- [CONSIGNE]:
Recopiez mot pour mot, s'il vous plaît, le passage de la page qui va de « L’heure est venue » à « de la République. ».

L’heure est venue de dresser un bilan et d’en tirer des conclusions pour l’avenir dans un esprit de collaboration et de fraternité, comme il se doit, selon Bkerké. C’est possible, ont répondu le Mufti de la République et le vice-président du conseil chiite, pourvu qu’on demeure fidèle au principe des “relations privilégiées”. De son côté, le leader druze, M. Walid Joumblatt, qui est censé participer à toute combinaison ministérielle, a exprimé des idées dans le même sens, allant jusqu’à invoquer la mémoire de l’émir Fakhreddine. Pourra-t-il se dédire?
“C’est une affaire d’Etat”, a enfin proclamé le président de la République.

- [JEU DE DONNÉES]:
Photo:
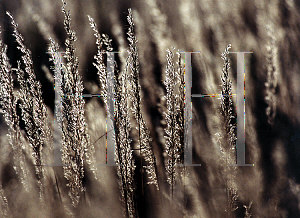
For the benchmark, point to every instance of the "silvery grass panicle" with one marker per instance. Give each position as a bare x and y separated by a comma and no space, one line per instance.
228,146
33,108
271,83
8,102
170,116
103,45
124,156
144,138
174,116
75,138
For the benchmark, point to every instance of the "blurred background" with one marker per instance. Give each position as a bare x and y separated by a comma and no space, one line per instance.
269,189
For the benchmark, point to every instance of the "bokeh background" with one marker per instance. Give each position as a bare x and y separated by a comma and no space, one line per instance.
271,185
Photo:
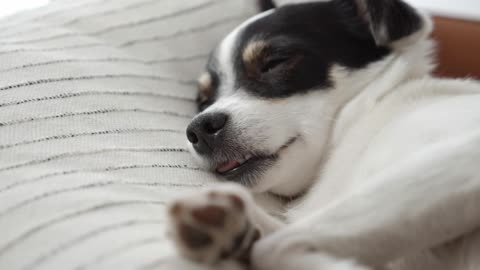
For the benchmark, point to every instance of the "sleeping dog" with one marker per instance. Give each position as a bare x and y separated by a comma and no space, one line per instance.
331,107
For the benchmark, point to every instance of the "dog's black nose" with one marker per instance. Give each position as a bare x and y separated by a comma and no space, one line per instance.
205,130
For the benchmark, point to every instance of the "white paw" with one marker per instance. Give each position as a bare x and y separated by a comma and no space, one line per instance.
290,249
213,225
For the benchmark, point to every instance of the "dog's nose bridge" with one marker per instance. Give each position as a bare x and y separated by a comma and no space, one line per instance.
204,131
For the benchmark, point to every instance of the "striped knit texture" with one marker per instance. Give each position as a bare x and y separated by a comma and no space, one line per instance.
95,96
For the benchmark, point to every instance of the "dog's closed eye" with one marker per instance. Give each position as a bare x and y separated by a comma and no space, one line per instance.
261,59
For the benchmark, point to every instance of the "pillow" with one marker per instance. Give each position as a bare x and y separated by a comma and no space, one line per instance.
95,96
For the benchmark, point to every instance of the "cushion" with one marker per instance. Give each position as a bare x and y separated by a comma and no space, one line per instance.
95,96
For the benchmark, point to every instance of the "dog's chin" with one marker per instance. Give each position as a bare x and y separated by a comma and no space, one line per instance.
246,166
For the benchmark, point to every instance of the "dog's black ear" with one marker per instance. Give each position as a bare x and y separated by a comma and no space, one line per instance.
265,5
387,20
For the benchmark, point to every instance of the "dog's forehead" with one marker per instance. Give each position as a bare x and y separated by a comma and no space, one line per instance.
222,61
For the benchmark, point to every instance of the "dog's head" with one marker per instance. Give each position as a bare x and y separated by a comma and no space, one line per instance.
273,86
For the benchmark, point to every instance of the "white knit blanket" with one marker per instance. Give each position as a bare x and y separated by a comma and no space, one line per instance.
95,96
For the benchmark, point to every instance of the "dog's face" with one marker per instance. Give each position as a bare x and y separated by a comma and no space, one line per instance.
273,86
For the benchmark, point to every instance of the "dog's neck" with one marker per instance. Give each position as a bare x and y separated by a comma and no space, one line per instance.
367,88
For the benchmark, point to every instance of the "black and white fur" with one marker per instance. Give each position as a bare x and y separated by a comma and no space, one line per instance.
333,103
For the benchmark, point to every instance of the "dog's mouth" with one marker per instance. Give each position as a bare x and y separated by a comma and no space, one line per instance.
233,169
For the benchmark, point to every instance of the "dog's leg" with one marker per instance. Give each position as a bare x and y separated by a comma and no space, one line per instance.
414,205
219,224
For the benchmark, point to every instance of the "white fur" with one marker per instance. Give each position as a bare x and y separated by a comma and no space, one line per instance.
391,159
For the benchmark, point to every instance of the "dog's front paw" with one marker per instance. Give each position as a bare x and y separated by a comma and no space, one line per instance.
212,226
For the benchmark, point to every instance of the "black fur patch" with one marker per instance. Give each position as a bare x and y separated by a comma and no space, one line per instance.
264,5
303,42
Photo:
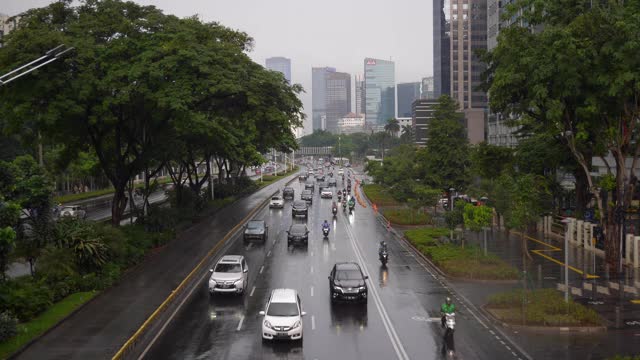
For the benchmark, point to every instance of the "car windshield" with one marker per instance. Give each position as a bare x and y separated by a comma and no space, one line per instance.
283,309
348,275
228,268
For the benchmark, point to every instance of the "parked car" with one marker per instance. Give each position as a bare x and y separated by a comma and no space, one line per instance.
230,275
307,196
298,233
347,282
300,208
288,193
73,211
256,229
283,316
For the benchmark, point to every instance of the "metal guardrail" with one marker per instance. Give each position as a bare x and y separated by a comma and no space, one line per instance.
130,344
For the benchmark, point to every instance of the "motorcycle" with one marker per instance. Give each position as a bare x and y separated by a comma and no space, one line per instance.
384,257
450,323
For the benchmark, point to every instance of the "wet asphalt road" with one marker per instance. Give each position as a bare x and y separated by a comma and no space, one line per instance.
396,323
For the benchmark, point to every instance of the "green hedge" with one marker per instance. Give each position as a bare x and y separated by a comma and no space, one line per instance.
469,262
379,196
28,330
406,216
543,307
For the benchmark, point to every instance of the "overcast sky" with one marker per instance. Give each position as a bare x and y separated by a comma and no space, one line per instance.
336,33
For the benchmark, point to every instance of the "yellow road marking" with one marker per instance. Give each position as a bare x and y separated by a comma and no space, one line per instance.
553,248
178,289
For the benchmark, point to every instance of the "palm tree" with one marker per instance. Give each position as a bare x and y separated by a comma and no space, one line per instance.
408,134
392,127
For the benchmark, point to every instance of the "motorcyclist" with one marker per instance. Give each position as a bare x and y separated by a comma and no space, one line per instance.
447,308
325,225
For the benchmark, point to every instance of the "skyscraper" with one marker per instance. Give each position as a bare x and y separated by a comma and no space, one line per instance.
280,64
461,26
407,93
319,96
338,98
428,90
360,95
441,47
380,91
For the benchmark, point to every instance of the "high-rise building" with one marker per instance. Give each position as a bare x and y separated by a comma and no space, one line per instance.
407,94
422,114
380,91
338,98
280,64
441,47
461,25
428,89
360,95
319,96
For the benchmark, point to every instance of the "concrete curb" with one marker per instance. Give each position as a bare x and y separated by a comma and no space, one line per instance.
544,329
125,274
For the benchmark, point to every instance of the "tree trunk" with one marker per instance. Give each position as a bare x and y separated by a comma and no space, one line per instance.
118,204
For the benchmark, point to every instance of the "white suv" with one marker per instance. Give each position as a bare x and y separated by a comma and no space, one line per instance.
283,316
230,275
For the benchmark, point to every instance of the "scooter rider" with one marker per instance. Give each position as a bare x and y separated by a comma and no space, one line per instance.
447,308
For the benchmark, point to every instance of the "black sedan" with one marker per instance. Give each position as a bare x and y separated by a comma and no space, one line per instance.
298,233
347,282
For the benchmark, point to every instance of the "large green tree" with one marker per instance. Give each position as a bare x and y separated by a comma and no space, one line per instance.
578,77
444,162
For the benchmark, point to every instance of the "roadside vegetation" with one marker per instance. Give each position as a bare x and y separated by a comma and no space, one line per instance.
467,262
542,307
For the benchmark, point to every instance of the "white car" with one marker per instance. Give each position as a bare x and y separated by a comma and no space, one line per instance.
73,211
283,316
276,202
230,275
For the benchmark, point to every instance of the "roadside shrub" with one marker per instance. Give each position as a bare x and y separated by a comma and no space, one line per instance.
8,326
25,297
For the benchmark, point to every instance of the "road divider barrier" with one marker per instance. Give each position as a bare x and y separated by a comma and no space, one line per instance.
130,344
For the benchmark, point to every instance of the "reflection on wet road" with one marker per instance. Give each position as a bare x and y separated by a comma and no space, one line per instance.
395,323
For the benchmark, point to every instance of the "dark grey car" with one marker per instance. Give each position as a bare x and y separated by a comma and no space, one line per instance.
256,229
300,208
298,233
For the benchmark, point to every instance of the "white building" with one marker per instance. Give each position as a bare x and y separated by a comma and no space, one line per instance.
351,123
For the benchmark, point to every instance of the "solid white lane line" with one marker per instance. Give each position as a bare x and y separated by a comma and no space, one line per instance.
240,323
391,332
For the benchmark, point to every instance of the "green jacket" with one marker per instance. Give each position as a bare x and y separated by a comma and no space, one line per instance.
448,309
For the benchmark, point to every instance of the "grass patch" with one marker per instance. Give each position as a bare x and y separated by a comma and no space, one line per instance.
542,307
270,179
469,262
379,196
406,216
31,329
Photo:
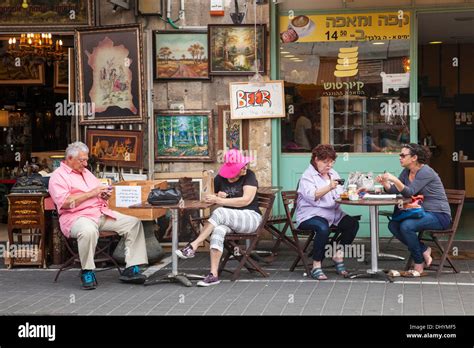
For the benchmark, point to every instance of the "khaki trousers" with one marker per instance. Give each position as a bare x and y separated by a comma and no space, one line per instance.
86,231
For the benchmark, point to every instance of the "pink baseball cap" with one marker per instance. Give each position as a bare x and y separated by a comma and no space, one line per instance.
234,161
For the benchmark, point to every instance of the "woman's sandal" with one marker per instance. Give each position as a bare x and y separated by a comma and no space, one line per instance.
318,274
341,268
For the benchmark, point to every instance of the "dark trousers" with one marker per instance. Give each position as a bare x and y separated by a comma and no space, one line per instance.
347,228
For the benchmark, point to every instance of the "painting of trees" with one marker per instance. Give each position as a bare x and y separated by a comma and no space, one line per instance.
181,55
183,136
232,49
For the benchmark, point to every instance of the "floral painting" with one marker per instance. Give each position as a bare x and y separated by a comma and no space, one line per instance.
116,147
181,55
111,74
184,136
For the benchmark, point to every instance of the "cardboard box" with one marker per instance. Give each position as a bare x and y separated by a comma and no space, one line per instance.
120,189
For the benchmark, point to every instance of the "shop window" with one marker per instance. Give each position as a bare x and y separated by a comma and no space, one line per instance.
356,111
377,3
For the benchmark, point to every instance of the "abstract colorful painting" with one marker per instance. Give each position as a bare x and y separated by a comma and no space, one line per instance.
181,55
184,136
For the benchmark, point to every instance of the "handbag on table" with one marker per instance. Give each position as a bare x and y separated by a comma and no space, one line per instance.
412,210
164,197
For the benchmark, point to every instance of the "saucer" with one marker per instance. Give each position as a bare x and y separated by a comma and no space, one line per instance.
306,31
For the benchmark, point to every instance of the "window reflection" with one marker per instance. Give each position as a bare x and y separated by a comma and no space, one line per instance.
354,113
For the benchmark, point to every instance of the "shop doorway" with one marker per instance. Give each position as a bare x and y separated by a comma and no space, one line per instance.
446,97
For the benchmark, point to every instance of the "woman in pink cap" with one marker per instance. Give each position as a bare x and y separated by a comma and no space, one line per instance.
236,191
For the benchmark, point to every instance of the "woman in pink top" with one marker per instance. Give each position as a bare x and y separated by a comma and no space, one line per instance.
317,210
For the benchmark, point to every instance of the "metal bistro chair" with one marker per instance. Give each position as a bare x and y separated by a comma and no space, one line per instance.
456,201
243,255
102,251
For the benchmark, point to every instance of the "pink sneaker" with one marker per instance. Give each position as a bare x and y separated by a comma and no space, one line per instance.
209,280
186,253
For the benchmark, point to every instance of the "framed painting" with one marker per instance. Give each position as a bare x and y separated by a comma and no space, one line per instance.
180,55
28,73
232,134
51,15
116,147
233,49
110,74
61,76
253,101
186,234
184,136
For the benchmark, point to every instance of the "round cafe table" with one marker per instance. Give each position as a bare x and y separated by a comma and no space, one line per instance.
373,205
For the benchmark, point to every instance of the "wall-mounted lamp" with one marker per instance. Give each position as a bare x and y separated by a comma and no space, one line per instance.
4,119
406,64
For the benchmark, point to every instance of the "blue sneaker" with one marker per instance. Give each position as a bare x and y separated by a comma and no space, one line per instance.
132,275
89,282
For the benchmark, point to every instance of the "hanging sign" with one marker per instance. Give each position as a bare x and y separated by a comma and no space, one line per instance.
257,100
346,27
395,81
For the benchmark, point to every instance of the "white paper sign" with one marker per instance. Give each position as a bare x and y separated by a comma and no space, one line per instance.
395,81
252,100
126,196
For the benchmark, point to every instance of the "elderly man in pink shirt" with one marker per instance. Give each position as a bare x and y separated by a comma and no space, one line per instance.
82,204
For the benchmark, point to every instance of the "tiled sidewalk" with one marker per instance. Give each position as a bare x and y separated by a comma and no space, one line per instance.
32,291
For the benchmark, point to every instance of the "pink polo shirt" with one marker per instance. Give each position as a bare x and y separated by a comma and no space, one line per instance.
65,182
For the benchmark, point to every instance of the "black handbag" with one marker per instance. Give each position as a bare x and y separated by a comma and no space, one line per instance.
164,197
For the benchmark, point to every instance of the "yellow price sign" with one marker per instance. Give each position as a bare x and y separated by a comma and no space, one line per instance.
346,27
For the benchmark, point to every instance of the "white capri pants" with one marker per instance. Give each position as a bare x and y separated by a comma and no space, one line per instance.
227,220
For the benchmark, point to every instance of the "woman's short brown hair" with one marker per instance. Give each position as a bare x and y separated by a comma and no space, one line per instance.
323,152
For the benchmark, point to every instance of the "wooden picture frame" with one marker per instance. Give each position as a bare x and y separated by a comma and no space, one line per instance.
61,76
253,101
51,15
110,74
232,49
28,73
189,53
231,134
184,136
116,147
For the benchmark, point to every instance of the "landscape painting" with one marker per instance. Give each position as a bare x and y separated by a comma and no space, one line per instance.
181,55
233,49
184,136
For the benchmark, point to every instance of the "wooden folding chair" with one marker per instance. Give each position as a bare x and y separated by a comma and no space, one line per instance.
289,203
102,251
233,247
456,201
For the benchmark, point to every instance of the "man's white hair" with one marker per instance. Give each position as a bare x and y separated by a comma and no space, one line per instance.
76,147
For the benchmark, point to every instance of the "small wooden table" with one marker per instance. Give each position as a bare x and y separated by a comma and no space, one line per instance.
174,276
373,205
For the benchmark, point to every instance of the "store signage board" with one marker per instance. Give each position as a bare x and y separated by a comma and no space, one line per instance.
127,196
395,81
346,27
257,100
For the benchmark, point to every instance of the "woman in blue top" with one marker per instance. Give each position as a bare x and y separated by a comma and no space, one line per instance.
418,178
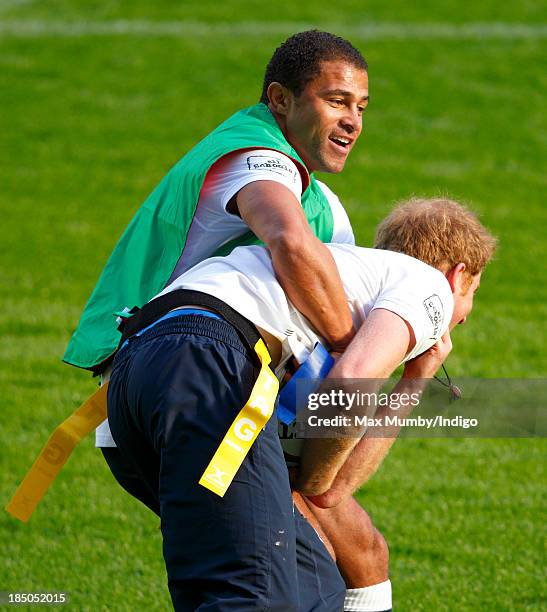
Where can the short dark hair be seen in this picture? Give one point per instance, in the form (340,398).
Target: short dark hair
(298,60)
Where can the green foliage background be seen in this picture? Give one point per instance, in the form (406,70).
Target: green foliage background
(91,119)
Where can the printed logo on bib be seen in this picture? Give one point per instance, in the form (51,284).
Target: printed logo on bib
(265,163)
(435,312)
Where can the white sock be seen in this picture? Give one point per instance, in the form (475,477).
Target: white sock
(375,598)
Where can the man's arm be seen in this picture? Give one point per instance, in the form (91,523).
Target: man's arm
(379,346)
(303,265)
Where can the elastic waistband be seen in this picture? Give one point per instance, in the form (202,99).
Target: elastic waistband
(203,325)
(178,312)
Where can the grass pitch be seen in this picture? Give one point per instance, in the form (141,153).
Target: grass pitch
(98,100)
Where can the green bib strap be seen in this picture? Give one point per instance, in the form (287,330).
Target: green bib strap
(149,249)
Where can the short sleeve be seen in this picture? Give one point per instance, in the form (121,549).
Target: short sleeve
(228,176)
(423,298)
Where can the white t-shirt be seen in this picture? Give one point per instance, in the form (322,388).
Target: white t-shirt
(213,226)
(371,278)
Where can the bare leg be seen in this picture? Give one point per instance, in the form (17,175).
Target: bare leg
(360,550)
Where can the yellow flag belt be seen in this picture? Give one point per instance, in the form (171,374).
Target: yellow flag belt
(218,475)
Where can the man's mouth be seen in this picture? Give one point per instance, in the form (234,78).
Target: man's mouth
(341,142)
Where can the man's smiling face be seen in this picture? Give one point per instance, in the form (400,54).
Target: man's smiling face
(324,121)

- [EXERCICE CORRIGÉ]:
L’heure est venue de dresser un bilan et d’en tirer des conclusions pour l’avenir dans un esprit de collaboration et de fraternité, comme il se doit, selon Bkerké. C’est possible, ont répondu le Mufti de la République et le vice-président du conseil chiite, pourvu qu’on demeure fidèle au principe des “relations privilégiées”. De son côté, le leader druze, M. Walid Joumblatt, qui est censé participer à toute combinaison ministérielle, a exprimé des idées dans le même sens, allant jusqu’à invoquer la mémoire de l’émir Fakhreddine. Pourra-t-il se dédire?
“C’est une affaire d’Etat”, a enfin proclamé le président de la République.